EX-99.2 3 c89569exv99w2.htm NEWS RELEASE exv99w2
 

(BELDEN CDT NEWS RELEASE LOGO)   Exhibit 99.2
 
Belden CDT Inc.
7701 Forsyth Boulevard, Suite 800
St. Louis, Missouri 63105
314-854-8000
www.beldencdt.com

 

November 8, 2004

FOR IMMEDIATE RELEASE

CORRECTION OF BELDEN CDT RESULTS FOR THIRD QUARTER 2004

St. Louis, Missouri — Belden CDT Inc. today issued a correction of its November 4 press release concerning operating results for the three-month and nine-month periods ending September 30, 2004.

Due to a mechanical error in the translation of certain new cost accounts of the legacy CDT operations, the Company’s press release of November 4, 2004 understated the cost of goods sold of continuing operations in the quarter ended September 30, 2004 by $2.6 million, or 0.9 percent of revenues, and understated the net loss from discontinued operations by $0.4 million. The error was detected by the Company while finalizing its preparation of the Form 10-Q for the quarter ended September 30, 2004. The following paragraphs repeat most of the November 4, 2004 release with the text and accompanying schedules corrected.

THIRD QUARTER RESULTS

Belden CDT Inc. (NYSE:BDC) today announced results for the third quarter ended September 30, 2004. On July 15, which was during the quarter, the Company, formerly called Cable Design Technologies Corp. (CDT), merged with Belden Inc. and changed its name to Belden CDT. For accounting purposes, the Company treated the merger as an acquisition by Belden. Results of the legacy CDT operations are included in 2004 results from July 16 onwards, or about 11 of 13 weeks in the third quarter.

Revenue from continuing operations in the quarter ended September 30, 2004 was $281.5 million, compared with Belden revenue of $155.3 million in the third quarter of 2003. Changes in currency exchange rates provided $5.5 million of the revenue increase. The loss from continuing operations was $3.1 million, or $0.07 per share, in the third quarter of 2004, including merger-related items and charges for severance and other restructuring costs, compared with a profit of $3.6 million, or $0.14 per diluted share for Belden in the third quarter of 2003. The 2003 third-quarter results included severance charges and a bad debt charge totaling $3.0 million before tax, or $0.08 per share.

PROBLEMS AND TASKS:
1. According to the Belden CDT correction release, by how much did the November 4 release understate the cost of goods sold of continuing operations for the quarter ended September 30, 2004?
2. Pick up the Belden CDT correction release after its last sentence and carry it forward.

Records from a dataset
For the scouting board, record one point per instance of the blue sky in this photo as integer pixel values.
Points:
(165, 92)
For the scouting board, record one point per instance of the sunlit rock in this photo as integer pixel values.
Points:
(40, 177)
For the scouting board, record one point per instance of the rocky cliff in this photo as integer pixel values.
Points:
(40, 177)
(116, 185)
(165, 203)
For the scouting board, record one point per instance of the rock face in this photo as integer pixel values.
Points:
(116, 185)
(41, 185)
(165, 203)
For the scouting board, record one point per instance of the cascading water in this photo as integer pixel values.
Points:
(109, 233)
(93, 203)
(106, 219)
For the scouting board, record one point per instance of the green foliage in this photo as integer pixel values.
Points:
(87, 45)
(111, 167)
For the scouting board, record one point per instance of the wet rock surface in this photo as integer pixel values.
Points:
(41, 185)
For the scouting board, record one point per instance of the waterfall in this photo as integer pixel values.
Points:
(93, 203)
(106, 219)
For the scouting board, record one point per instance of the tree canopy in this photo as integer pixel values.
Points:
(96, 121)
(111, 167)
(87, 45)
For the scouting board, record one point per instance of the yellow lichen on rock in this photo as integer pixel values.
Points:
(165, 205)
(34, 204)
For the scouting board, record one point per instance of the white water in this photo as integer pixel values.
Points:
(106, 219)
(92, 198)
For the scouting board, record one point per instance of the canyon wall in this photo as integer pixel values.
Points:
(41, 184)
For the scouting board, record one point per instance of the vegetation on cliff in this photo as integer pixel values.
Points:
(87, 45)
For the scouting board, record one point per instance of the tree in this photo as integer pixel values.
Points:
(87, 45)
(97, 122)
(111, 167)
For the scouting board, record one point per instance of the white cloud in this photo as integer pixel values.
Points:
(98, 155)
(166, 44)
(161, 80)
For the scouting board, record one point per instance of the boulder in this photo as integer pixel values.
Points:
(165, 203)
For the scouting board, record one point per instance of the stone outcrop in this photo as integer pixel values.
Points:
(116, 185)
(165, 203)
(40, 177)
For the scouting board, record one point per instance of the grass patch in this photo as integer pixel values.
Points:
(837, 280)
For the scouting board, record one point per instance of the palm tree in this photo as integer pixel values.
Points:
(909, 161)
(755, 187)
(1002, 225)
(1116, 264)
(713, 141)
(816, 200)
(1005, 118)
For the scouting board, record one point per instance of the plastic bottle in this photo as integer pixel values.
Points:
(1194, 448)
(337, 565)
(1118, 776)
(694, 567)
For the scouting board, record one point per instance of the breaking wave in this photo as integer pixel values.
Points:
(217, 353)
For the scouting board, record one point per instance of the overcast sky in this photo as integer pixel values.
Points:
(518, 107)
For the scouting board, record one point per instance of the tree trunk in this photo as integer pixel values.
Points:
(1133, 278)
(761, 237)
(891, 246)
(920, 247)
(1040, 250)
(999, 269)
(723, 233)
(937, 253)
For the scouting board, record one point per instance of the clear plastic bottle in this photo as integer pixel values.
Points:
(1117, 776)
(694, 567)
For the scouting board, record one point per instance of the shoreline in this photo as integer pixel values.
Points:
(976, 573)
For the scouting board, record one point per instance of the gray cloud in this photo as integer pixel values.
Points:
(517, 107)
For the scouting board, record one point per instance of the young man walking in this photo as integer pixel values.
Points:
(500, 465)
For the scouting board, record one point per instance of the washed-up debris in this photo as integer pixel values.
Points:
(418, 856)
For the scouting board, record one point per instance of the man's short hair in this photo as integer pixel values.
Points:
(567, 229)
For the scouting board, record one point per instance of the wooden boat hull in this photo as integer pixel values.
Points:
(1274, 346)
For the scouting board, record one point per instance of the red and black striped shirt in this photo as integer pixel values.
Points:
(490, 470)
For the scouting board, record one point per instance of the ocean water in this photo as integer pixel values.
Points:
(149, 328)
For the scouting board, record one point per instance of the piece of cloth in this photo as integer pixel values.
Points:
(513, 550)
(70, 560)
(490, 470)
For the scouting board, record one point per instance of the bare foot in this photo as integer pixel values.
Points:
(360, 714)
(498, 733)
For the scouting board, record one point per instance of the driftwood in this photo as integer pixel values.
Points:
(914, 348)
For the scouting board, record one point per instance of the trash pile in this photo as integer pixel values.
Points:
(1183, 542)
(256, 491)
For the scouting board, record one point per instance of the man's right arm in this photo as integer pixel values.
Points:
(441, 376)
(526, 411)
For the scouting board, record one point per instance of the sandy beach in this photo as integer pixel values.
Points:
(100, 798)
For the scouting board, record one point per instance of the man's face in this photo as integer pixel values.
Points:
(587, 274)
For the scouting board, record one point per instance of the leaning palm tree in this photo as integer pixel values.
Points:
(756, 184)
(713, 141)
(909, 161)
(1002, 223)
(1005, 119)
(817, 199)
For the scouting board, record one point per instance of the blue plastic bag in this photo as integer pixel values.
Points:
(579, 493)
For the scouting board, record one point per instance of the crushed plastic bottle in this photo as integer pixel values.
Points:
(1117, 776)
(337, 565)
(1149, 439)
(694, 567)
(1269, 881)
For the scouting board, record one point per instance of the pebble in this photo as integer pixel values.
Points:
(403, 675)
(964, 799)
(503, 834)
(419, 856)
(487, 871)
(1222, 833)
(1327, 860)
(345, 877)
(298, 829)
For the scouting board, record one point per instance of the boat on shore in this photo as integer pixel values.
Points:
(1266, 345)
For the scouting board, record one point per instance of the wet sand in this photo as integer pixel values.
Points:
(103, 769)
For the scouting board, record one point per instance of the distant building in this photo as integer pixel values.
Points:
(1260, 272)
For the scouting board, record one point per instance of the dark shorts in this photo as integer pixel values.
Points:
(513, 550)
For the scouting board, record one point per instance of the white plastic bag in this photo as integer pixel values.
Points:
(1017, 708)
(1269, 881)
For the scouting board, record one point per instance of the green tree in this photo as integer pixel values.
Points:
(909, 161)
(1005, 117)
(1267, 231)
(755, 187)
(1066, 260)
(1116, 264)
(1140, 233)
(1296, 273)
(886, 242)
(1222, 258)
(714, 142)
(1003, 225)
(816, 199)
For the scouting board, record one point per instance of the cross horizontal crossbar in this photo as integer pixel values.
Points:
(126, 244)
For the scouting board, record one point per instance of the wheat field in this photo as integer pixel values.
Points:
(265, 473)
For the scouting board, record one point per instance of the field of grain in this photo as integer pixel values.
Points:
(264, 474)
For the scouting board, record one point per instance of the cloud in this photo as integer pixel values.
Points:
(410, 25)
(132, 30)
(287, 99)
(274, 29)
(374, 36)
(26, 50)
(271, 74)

RESPONSES TO THE TASKS:
1. By $2.6 million, or 0.9 percent of revenues.

2.
Highlights of the quarter ended September 30, 2004:

    Revenue increased 14.6 percent compared with the third quarter a year ago for all continuing operations pro forma as if they had been combined for the full three-month period in both years.

 


 

    Net income from continuing operations, pro forma for the inclusion of CDT results for the entire 13-week quarter and adjusted to exclude the charges and the merger-related items, was $14.5 million, or $0.29 per diluted share. This adjusted pro forma result reflects an operating margin for the quarter (excluding charges and merger-related items) of 8.1 percent of sales.
 
    Earlier in the quarter, the Company announced and began the implementation of plant closings and other restructuring actions that will contribute to realizing the previously estimated $25 million annual merger synergies (to be achieved over the first 18 to 24 months after the merger). These actions resulted in charges for severance, asset impairment and inventory write-downs totaling $19.6 million before taxes, or $0.30 per share. The cash amount of these charges is $10.0 million.
 
    Belden CDT used cash to repay $64 million of notes on September 1, and ended the third quarter with $152.4 million of cash.

Merger-related items during the third quarter of 2004 were $7.1 million before taxes, or $0.11 per share, including retention awards and other compensation as well as the gross-margin impact of the adjustment of CDT inventory to fair market value. The cash portion of the merger-related items is $3.9 million.

“We are very pleased with the positive impact of the merger on our first quarter of combined operating results,” said C. Baker Cunningham, president and CEO of Belden CDT. “During the quarter we moved forward with the cost reduction initiatives—including the announcement of three major plant closings to take place over the next two quarters—through which we plan to achieve the merger synergies we have projected. We also benefited from increased sales volume in most markets and from improved pricing. Our newly formed Networking Division has launched the Belden IBDN product line, which combines the Belden high-performance Bonded-Pairs premise cable with the proven connectivity solutions of CDT’s NORDX operation for a product offering that will provide outstanding performance and value to enterprise customers.”

The Company benefited from the favorable outcome of a prior-year tax matter that contributed to an effective tax rate lower than the statutory rate for the quarter and the year to date.

The Company’s convertible debentures were antidilutive for the quarter and for the year to date and were therefore not counted as shares in the calculation of diluted earnings per share.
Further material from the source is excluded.